* [To be done]: From the text on intuition below, list every detail of the source citation that follows Albert Einstein's name.

* [Extracted text]:
>>>

You are with the majority who follow the trodden path of thought. I admire those who have seen and felt more deeply so are capable of deductive reason.
1930
"Many people think that the progress of the human race is based on experiences of an empirical, critical nature, but I say that true knowledge is to be had only through a philosophy of deduction. For it is intuition that improves the world, not just following the trodden path of thought. Intuition makes us look at unrelated facts and then think about them until they can all be brought under one law. To look for related facts means holding onto what one has instead of searching for new facts. Intuition is the father of new knowledge, while empiricism is nothing but an accumulation of old knowledge. Intuition, not intellect, is the ‘open sesame’ of yourself." -- Albert Einstein, in Einstein and the Poet – In Search of the Cosmic Man by William Hermanns (Branden Press, 1983, p. 16.), conversation March 4, 1930
Positive atheists for some reason have become closed to their potential for experiencing INTUITION which enables them to sense the insufficiency of the trodden path of thought. They have become unable to contemplate unrelated facts "and then think about them until they can all be brought under one law." Since this is intolerable for the closed mind, they had to be killed. The world demeans them but those like me admire them.

<<<

* [Dataset records]:

>>>

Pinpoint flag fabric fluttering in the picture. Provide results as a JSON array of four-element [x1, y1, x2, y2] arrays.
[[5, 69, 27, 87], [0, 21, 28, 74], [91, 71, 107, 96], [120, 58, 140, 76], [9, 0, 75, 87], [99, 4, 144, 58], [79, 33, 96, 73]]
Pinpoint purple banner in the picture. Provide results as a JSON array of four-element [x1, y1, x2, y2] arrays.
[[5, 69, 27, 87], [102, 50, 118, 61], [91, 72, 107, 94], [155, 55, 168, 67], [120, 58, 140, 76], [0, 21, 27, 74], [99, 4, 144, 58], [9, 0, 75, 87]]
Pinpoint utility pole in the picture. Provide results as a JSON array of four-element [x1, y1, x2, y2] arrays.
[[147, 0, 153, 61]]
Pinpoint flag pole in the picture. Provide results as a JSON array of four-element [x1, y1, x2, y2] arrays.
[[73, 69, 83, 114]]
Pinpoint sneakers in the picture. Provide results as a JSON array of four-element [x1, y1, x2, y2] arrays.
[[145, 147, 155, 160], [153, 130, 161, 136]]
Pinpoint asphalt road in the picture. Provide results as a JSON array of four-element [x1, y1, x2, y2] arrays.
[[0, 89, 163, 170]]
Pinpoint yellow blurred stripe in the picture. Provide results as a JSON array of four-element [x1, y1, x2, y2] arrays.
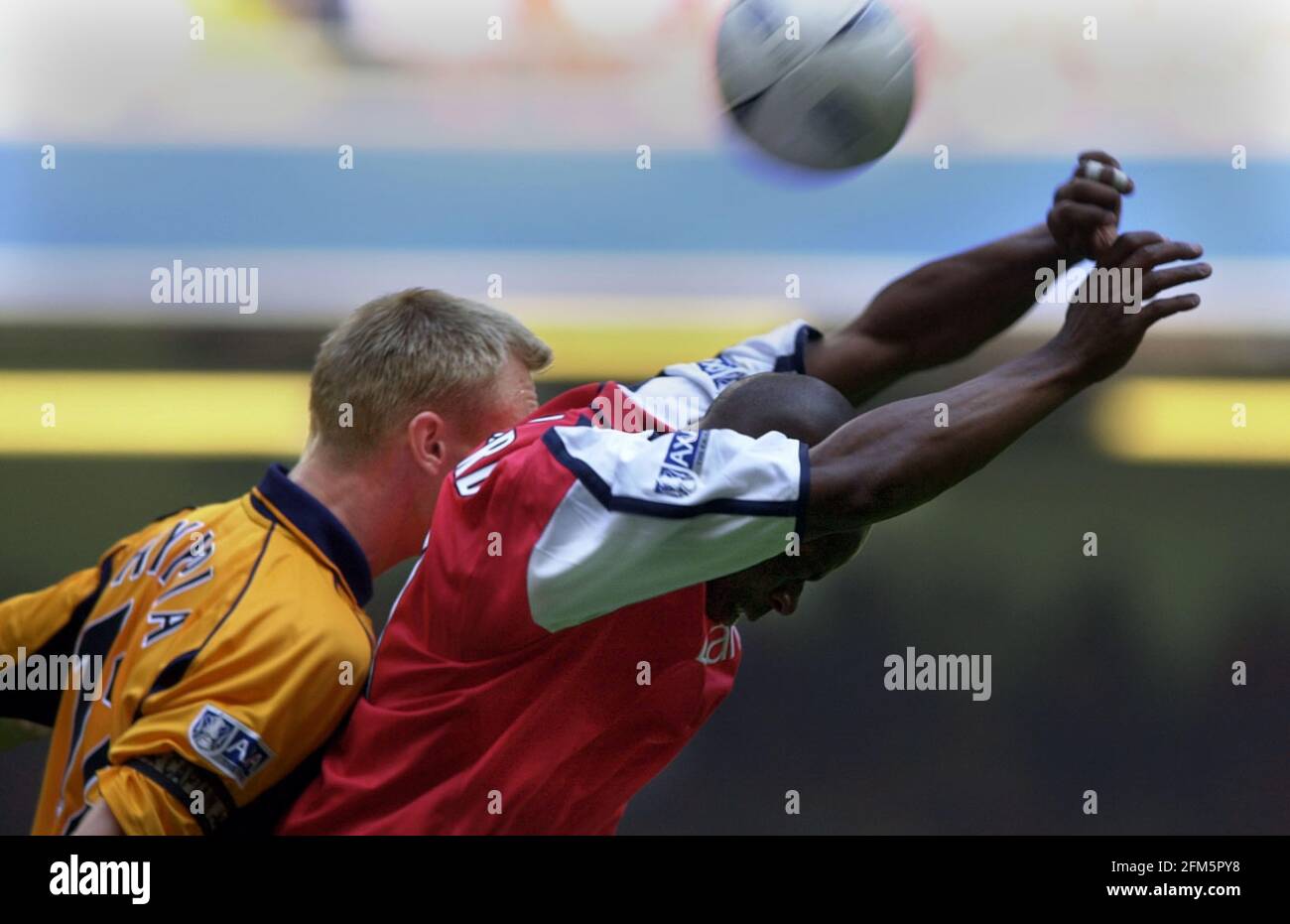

<<<

* [Final result]:
- Book title: Einstein and the Poet – In Search of the Cosmic Man
- Author: William Hermanns
- Publisher: Branden Press
- Publication year: 1983
- Page: 16
- Conversation date: March 4, 1930